Activity =>
Lines to return, exactly: from the line with "For every instance of the bush" to the line with "For every instance of the distant" in the entries below, both included.

Stored items =>
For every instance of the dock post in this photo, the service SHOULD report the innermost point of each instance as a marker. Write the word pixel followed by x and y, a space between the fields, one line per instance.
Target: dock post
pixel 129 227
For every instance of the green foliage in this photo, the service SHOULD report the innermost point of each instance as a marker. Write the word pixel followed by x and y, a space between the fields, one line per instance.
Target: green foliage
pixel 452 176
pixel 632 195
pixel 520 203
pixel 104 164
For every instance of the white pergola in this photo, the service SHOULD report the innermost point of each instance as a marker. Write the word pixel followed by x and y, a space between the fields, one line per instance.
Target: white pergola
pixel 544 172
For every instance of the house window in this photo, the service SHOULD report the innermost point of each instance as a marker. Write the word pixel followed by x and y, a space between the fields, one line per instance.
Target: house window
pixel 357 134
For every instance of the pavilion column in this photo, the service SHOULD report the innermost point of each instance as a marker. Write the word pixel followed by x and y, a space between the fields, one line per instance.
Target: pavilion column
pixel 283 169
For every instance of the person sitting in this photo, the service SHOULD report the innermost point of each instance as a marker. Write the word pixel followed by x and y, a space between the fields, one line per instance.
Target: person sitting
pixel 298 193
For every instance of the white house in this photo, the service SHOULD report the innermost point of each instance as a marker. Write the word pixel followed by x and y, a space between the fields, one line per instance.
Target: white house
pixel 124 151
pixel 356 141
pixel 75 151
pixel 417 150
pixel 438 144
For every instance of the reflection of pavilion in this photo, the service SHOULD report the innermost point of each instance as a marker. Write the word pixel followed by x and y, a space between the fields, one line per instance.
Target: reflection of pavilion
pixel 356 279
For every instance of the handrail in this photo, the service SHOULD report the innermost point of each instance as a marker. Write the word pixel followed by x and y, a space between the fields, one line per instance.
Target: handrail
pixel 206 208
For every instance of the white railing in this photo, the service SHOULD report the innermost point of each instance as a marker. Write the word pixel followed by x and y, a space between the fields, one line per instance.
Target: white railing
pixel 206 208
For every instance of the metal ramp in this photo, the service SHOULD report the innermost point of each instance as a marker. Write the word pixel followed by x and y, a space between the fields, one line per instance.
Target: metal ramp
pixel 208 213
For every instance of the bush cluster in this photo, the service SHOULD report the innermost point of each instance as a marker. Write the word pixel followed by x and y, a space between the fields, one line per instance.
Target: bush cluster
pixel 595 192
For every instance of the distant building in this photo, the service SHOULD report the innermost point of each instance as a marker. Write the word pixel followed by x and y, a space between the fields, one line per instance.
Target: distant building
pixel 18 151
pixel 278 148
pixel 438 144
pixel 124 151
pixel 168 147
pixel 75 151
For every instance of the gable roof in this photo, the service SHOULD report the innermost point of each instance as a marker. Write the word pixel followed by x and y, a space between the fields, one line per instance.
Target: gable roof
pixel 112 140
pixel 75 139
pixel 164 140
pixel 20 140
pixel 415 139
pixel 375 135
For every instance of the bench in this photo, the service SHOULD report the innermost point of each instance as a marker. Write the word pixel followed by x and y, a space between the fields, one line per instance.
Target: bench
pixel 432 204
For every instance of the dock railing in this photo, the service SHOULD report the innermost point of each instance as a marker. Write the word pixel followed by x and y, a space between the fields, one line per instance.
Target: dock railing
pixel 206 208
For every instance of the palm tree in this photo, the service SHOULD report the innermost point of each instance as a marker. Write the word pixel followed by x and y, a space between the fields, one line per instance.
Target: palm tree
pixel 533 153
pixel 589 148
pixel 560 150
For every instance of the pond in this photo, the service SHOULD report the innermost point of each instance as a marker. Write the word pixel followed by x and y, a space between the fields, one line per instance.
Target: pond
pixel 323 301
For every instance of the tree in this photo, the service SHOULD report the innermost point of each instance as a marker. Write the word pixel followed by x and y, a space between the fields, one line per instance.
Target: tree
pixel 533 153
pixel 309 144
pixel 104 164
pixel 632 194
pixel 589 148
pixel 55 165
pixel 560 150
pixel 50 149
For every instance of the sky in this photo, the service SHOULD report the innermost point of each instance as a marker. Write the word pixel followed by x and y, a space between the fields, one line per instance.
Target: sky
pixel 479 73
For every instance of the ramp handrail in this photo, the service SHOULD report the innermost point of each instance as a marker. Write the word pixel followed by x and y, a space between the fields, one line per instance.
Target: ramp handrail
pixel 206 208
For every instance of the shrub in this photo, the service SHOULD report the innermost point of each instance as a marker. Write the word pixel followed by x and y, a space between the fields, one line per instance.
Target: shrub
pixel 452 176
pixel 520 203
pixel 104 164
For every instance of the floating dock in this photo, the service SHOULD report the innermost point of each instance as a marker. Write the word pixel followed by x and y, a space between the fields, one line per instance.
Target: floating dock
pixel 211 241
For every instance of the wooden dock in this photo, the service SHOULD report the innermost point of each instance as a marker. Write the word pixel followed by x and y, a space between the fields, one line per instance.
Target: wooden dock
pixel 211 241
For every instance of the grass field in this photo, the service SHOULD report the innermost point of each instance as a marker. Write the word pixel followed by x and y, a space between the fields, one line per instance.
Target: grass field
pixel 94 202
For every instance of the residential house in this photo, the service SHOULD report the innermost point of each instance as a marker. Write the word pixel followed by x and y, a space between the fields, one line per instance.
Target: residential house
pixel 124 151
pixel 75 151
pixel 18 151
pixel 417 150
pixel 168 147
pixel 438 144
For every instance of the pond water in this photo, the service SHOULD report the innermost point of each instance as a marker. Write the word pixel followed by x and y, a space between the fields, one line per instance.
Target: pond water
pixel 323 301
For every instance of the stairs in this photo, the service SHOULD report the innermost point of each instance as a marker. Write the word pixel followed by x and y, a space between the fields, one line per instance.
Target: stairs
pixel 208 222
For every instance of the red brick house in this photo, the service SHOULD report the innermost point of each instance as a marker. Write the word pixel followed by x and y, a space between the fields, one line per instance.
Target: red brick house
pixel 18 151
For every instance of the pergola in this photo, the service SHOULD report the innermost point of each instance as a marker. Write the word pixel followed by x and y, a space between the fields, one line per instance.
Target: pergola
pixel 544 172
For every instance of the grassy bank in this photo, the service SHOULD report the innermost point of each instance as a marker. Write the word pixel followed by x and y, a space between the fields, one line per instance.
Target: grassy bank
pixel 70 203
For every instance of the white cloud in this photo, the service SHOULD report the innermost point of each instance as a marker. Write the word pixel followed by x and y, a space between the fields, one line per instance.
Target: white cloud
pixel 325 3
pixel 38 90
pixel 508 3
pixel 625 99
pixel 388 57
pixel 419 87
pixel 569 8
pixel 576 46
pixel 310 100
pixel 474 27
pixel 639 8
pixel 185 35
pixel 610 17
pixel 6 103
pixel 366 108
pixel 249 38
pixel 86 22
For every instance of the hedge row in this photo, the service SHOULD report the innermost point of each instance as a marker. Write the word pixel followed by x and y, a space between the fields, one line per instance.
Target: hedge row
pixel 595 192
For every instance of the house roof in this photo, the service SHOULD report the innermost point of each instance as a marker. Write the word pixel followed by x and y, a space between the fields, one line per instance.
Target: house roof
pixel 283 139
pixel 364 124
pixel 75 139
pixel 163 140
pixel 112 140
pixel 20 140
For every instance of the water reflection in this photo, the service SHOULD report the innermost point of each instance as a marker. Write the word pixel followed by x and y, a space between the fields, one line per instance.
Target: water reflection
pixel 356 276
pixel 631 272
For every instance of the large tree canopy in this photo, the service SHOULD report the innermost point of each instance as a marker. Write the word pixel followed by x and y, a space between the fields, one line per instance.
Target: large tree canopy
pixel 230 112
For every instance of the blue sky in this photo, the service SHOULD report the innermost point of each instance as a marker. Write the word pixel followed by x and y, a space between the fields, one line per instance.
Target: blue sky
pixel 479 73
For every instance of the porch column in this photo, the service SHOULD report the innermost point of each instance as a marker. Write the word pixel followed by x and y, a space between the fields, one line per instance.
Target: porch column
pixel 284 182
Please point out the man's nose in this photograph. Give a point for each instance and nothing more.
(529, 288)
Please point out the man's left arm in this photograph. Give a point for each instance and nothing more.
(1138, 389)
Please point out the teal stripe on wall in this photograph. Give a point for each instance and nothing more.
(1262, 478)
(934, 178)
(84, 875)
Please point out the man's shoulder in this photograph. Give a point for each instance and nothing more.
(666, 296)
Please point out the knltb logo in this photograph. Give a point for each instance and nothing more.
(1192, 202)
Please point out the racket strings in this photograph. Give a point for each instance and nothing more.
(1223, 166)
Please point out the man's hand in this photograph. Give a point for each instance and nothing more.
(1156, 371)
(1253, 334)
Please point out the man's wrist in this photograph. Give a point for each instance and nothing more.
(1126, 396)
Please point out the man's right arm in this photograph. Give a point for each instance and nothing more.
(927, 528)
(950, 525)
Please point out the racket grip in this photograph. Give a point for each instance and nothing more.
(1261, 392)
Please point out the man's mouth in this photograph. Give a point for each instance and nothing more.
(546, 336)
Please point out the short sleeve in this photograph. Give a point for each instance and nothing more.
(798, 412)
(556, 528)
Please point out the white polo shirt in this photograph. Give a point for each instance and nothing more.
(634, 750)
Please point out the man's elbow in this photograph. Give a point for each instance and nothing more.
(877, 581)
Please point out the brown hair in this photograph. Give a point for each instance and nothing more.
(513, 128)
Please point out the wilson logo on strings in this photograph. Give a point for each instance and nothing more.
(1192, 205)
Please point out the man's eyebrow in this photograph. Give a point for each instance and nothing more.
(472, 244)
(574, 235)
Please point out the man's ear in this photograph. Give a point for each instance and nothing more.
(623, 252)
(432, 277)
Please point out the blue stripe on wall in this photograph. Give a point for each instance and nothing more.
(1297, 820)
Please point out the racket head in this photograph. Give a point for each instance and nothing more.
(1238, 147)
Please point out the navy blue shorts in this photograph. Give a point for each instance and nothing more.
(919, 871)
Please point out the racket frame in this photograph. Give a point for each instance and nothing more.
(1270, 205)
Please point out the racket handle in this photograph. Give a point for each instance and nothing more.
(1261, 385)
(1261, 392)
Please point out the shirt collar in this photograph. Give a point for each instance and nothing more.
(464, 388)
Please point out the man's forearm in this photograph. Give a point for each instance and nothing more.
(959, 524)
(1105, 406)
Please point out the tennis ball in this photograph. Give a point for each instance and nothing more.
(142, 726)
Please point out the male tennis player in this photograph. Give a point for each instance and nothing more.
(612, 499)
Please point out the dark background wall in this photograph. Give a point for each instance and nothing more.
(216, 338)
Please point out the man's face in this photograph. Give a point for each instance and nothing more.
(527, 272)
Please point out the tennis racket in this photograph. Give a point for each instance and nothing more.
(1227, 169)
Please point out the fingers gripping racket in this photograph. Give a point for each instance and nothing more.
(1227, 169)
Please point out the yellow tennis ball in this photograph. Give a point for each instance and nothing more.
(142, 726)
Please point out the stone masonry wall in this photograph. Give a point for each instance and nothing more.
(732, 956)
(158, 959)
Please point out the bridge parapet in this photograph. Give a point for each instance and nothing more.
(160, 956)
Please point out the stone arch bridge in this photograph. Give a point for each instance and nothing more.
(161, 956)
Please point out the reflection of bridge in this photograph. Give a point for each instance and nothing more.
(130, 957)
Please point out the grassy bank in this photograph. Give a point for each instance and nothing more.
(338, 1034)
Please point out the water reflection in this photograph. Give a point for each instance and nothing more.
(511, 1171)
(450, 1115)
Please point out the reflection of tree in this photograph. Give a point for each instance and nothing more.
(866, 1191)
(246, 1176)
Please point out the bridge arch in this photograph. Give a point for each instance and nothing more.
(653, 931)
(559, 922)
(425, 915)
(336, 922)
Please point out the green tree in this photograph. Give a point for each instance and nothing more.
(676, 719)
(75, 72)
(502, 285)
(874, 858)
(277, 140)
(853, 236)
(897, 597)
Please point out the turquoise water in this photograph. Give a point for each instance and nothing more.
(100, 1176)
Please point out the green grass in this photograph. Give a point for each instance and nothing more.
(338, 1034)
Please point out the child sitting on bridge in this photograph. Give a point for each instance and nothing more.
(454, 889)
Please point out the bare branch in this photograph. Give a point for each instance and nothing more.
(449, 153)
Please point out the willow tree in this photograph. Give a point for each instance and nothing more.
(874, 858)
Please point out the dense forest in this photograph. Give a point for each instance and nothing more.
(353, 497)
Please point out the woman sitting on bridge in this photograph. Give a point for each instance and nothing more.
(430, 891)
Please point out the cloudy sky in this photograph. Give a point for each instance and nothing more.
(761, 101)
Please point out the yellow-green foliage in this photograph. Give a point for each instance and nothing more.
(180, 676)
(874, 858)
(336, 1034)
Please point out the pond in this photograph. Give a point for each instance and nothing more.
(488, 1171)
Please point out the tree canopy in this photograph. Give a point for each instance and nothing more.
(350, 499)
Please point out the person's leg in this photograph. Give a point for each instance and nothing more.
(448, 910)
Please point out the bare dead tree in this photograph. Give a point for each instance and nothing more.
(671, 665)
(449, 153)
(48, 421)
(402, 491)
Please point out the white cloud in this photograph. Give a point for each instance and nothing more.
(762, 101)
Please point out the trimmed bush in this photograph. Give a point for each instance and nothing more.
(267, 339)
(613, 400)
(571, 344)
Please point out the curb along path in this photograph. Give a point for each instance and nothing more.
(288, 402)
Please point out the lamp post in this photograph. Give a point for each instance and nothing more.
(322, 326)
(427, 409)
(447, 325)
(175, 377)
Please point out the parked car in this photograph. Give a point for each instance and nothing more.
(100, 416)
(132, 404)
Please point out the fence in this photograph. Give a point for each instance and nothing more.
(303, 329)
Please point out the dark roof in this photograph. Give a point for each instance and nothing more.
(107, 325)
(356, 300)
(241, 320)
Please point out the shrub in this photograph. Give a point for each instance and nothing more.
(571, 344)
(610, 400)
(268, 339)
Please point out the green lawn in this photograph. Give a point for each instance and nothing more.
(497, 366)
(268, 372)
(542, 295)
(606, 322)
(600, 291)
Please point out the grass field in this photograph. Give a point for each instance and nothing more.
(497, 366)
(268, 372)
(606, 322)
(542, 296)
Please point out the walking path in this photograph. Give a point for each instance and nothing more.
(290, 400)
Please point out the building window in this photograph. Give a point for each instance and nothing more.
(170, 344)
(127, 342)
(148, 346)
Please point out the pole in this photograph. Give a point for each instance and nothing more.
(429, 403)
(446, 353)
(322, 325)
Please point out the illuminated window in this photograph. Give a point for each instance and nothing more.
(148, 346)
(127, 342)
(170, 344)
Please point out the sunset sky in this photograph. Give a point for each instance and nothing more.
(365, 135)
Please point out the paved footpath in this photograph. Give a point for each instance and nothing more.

Your response =>
For every instance of the bush cluster in this photo, the service SHOULD report the innermost point of each instance as a marker. Write the word pixel followed by x and y, a space between the fields, one line per instance.
Target: bush cluster
pixel 595 192
For every instance of the distant building in this photo, the service SHOULD report the innermost point of each instance as a marker. Write the word pixel followed by x and y, a space between the fields, one line per instance.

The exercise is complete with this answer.